On July 31 at 10:00AM, a group of fourteen Pakistani men between 25 and 32 years old crossed the Bosnian-Croatian border near Bihać (BiH), where they had been staying in tents in the forest for the previous couple of days.
They walked through forests and mountains for seven days, experiencing high temperatures during daytime and cool weather at night. They ate one piece of bread everyday and drank rain water, as they ran out of drinking water soon after their departure. Due to the fluctuations in weather conditions, one man caught a cold and had to continue the journey while having fever.
“For seven days, everything was okay, but then the problem started!”
On August 7 at 2:00PM, in the a forest near the route E65 (approximate coordinates see Fig. 1) the group crossed a dirt road when a white van without any insignia passed by.
Fig. 1.: Estimated place of apprehension
When they saw the van, they tried to hide next to the road, but the van stopped and immediately returned towards them, so they started running into the forest as fast as they could. However, two men in plain clothes got out of the van and started to shoot at them, aiming at their legs, which made the men immediately give up and return to the dirt road with their hands up.
Getting closer to the two men, the respondent saw them properly and described them as two very tall and muscular men in their thirties
“with the body of police officers, but wearing no police uniforms or boots, just jeans, t-shirts and slippers.”
The men told the respondent and his friends to sit down and take off their shoes in order to make it impossible for them to escape. They spoke English well and explained to the respondent that they were special police and that they would call for more police officers to come.
“They were asking: ‘Why are you going there?’ and I said ‘I am from Kashmir, the situation is not good there. We are walking for seven days, we are close to Slovenia, please, let us go!’, but they only replied ‘It’s our duty, we can not let you.'”
The respondent spent a while talking to the officer about the situation in his home country Kashmir, which they were aware of and interested in. Despite the fact that the two self-proclaimed special police officers were shooting at the men at the beginning, the respondent had an overall positive impression of them, describing them as “very nice and respectful”, unlike the other officers that took them over later on.
After two hours waiting in the forest, a windowless police van arrived and four police officers got out. The respondent described them as ‘local police’ wearing light blue button down shirts, dark blue trousers and black boots.
“They looked at us very angrily and showed us their batons, letting us understand that they will use them on us later.”
The newly arrived officers didn’t talk to the group at all, only with the men who apprehended them. The respondent assumed that they already knew each other. They searched all their bags, their bodies, and took their phones, money and power banks. In total the police took 70-100€ from everyone, six phones and four power banks. The whole procedure took around 40-50 minutes and all fourteen men were put into the windowless police van.
They drove around around two or three hours on bumpy roads, being thrown back and forth in the van. Additionally, the car didn’t have air conditioning and it reached an unbearably hot degree.
Arriving at a small police station that the respondent was not able to identify as he no longer had his phone and was disoriented from the car ride, the four officers, who the respondent described as local police, opened the door for a couple of minutes. One of the officers came to the back and asked for the passwords for a couple of the phones. The respondent assumed this was to get information about the transit group’s route. This officer also put his head in the car and asked the group casually where they were from.

> [Dataset entries]:
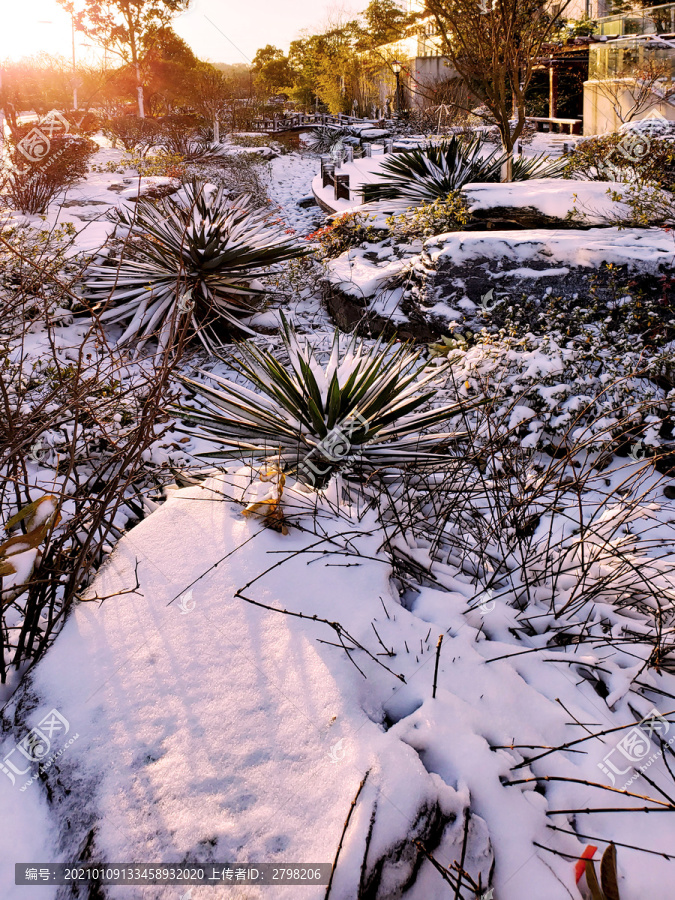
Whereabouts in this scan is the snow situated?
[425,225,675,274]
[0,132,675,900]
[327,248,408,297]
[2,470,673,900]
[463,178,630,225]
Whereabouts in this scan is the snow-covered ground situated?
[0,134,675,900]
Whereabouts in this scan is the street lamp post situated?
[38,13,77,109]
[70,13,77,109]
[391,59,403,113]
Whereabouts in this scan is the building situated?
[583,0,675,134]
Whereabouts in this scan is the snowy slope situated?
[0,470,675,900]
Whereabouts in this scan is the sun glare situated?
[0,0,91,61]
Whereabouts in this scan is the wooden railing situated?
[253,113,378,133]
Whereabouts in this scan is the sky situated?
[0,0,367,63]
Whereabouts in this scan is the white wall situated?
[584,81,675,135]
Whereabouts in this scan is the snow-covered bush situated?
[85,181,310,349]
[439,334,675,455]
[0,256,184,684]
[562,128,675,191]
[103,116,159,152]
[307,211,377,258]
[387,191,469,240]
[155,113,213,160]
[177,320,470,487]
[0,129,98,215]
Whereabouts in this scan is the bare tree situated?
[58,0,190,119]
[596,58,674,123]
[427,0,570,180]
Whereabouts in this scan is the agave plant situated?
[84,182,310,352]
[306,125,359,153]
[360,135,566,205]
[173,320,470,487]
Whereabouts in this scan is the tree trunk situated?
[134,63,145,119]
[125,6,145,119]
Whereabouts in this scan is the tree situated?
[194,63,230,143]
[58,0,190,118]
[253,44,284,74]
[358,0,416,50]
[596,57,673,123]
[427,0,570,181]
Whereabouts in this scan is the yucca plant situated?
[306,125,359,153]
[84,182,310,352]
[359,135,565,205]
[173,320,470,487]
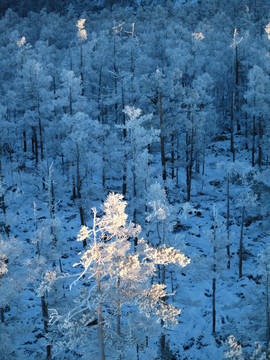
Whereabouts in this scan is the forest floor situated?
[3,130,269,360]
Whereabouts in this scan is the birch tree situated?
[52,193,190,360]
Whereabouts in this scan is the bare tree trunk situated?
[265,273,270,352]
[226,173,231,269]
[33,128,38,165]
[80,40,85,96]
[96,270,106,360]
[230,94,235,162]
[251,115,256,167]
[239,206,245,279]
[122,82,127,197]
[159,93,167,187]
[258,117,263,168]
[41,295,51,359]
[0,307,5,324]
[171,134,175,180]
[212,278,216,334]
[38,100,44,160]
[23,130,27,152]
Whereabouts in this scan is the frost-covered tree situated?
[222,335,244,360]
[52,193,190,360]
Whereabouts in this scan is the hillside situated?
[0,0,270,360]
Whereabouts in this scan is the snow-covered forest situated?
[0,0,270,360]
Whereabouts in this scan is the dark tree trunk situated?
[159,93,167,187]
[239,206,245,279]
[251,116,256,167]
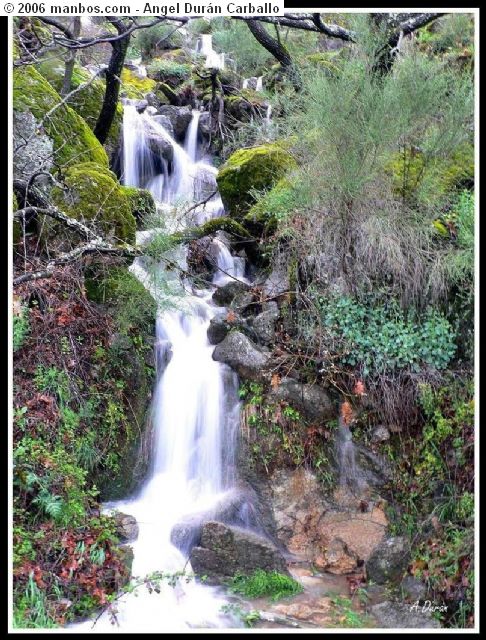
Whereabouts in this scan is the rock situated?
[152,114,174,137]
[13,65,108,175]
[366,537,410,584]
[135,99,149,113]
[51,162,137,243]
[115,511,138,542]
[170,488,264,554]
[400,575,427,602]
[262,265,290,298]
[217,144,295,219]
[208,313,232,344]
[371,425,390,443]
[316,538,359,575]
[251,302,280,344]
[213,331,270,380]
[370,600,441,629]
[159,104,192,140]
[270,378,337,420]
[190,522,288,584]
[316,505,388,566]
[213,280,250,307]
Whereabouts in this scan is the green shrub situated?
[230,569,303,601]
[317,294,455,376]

> [Complete the following]:
1. Please rewrite the part of the account that opens with the words containing "On July 31 at" and closes with "while having fever.", changing "tents" to "makeshift shelters".
2. Name each kind of belonging the account says the police took from the group, along with the amount it gives for each.
3. Turn the account's paragraph beginning "The newly arrived officers didn't talk to the group" into a short bulleted list of its main facts.
The listing comes from a separate source unrelated to the account.

> [Solutions below]:
1.
On July 31 at 10:00AM, a group of fourteen Pakistani men between 25 and 32 years old crossed the Bosnian-Croatian border near Bihać (BiH), where they had been staying in makeshift shelters in the forest for the previous couple of days.
They walked through forests and mountains for seven days, experiencing high temperatures during daytime and cool weather at night. They ate one piece of bread everyday and drank rain water, as they ran out of drinking water soon after their departure. Due to the fluctuations in weather conditions, one man caught a cold and had to continue the journey while having fever.

2.
- Money: 70-100€ from everyone
- Phones: six
- Power banks: four

3.
- The newly arrived officers spoke only with the men who had apprehended the group and did not talk to the group at all.
- The respondent assumed the officers already knew each other.
- The officers searched the group's bags and bodies.
- They took 70-100€ from everyone, six phones and four power banks.
- The procedure took around 40-50 minutes.
- All fourteen men were then put into the windowless police van.